* **Requirements**: Scale the material below from the line containing "Indicate the bare" through the end of the material, writing out every line in that stretch again with each coordinate value in the answers multiplied by 1.6 and rounded to a whole number, halves rounded up. Leave all other lines unchanged and give only this stretch.
○ ○ ○ ○ ○
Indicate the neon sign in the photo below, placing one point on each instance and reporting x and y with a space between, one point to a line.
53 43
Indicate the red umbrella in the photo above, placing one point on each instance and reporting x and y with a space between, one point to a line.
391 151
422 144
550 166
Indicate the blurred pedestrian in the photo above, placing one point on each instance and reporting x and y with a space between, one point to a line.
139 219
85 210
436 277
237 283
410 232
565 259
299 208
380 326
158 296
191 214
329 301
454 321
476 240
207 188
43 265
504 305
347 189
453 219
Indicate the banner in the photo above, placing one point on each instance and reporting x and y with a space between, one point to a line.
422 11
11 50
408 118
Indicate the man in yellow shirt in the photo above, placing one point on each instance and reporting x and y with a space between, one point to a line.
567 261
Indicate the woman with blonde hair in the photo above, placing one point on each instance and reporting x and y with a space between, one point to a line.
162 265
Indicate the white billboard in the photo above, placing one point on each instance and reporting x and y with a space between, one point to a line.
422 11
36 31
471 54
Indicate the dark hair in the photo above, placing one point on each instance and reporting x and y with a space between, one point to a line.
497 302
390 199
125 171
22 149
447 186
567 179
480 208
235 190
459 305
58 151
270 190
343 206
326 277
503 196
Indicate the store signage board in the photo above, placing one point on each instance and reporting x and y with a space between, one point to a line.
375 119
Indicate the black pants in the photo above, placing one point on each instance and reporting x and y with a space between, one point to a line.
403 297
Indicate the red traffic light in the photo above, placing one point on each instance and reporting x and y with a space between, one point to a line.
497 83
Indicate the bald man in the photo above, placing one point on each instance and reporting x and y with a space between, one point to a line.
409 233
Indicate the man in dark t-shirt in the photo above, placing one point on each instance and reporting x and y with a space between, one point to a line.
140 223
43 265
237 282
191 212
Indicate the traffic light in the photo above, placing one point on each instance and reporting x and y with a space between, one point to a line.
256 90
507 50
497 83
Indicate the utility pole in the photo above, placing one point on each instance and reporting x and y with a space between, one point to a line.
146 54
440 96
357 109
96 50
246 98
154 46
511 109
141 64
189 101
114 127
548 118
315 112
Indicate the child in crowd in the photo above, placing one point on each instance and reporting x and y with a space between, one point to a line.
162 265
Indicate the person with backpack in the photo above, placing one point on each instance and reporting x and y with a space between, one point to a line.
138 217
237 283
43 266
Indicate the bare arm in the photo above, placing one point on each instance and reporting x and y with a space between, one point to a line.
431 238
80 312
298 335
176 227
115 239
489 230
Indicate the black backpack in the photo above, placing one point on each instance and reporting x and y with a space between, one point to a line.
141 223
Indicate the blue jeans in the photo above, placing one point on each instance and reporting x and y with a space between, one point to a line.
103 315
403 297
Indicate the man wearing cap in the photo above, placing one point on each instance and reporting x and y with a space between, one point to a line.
○ ○ ○ ○ ○
* **Solution to this exercise**:
Indicate the bare arm in the photo above, placing one point on each instance and reporting x and y with a space between, one point to a line.
690 381
128 499
477 536
282 363
184 382
782 368
Indicate the black backpack in the photo above, placing one point on each instance and reporting x and y with a space between, one point to a line.
226 357
Indicate the blue jeans in the photo above, placing one point on each instance and reporting x and y with a space between, one point to a line.
165 504
645 475
Indicate the man wearing cap in the photo above, placing one point on each instance and reporting x and y with a space between, one point to a line.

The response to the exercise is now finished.